Extend the account of Elijah Hankerson, the 1947 base chaplain at Roswell, beginning right after its last sentence.

═════ PASSAGE TO READ ═════

Recently, through working with the US Army Chaplain Corps -and with assistance from the Executive Director of the US Army Chaplain Museum at Ft. Jackson, SC- I have conclusively identified the Base Chaplain at RAAF in July of 1947 as Reverend Elijiah H. Hankerson. Rev. Elijah Hankerson was a Black man and a National Baptist. Hankerson began his military career in 1944 and passed in 1990. However, I have located and contacted his daughter- Esther.
Elijah and his wife Annie lived off-base at 601 E. Summit in Roswell. Though Hankerson is mentioned in the RAAF Yearbook, he is not pictured.
Esther Hankerson recounts how, when she was a child, she remembers her father having been "called out at all hours" to act as a "first responder" to air accidents. He did tell her about these events and it left an impression on young Esther. Esther herself became a "first responder" and became certified in administering pre-hospital care for medical emergencies! She laments though that he, and mother Annie, never mentioned Roswell. She says that "he would have to have been involved. Given what he did on other bases when I was growing up, it would have been his job -his duty- to respond to the Roswell crash. Why didn't he tell us he was at Roswell?"
Asked if there is anything that he ever said during his life that would possibly indicate his knowledge of the Roswell incident, Esther thought about it and replied, "Yes, there is. Towards the end of his life in 1990, before he became entirely unable to speak, he said some things over and over that made no sense at the time. But they do now."

═════ RECORDED INFORMATION ═════

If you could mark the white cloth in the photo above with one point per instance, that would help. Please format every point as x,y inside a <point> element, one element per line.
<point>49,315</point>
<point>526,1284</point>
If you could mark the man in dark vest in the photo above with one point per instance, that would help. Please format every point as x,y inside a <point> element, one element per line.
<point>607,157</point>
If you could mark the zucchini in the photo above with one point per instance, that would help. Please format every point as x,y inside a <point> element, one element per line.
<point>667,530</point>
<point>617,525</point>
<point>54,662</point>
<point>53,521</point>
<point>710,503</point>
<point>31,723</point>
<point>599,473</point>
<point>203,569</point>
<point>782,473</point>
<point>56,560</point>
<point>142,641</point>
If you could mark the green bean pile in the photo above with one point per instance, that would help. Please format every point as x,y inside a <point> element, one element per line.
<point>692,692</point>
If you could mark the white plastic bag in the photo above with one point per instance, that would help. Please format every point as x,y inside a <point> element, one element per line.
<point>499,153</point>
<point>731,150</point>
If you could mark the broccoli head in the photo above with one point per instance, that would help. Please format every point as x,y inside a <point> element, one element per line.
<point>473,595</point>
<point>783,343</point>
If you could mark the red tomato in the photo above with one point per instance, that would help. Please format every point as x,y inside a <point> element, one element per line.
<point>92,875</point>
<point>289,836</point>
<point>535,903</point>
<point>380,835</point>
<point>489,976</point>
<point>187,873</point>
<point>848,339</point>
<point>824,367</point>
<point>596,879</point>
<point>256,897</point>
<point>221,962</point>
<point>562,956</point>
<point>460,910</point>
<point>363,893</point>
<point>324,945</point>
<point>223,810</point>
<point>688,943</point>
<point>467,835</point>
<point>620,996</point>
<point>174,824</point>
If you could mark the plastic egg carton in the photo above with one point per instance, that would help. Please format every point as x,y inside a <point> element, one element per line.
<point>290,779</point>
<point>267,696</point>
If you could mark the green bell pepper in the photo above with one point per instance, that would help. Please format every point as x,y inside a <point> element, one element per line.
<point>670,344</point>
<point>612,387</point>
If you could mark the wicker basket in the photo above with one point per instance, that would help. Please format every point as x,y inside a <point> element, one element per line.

═════

OUTPUT OF THE EXERCISE ▸
Asked what it was that her father said that she found unusual, Esther replied: "There were a few things that he kept repeating as he drifted in an out. My father kept saying over and over "I'm just a Man. But in my Father's house there are many mansions." When she asked him "what do you mean?" he replied to her, "Dear, knowing too much is not always a good thing." This was something she did not understand at all. Her father had a PhD and was also a Doctor of Divinity. She said that her father kept on referring to "the Universe and man's place in it. He kept on repeating to us, "I'm just a Man, but the Universe, oh the Universe..."
She never knew what to make of these statements, they made no sense- until now. Clearly upset by the implications, Esther said, "Oh dear God, I'm realizing that he was trying to say something to us without saying. My father kept his oath till the end!"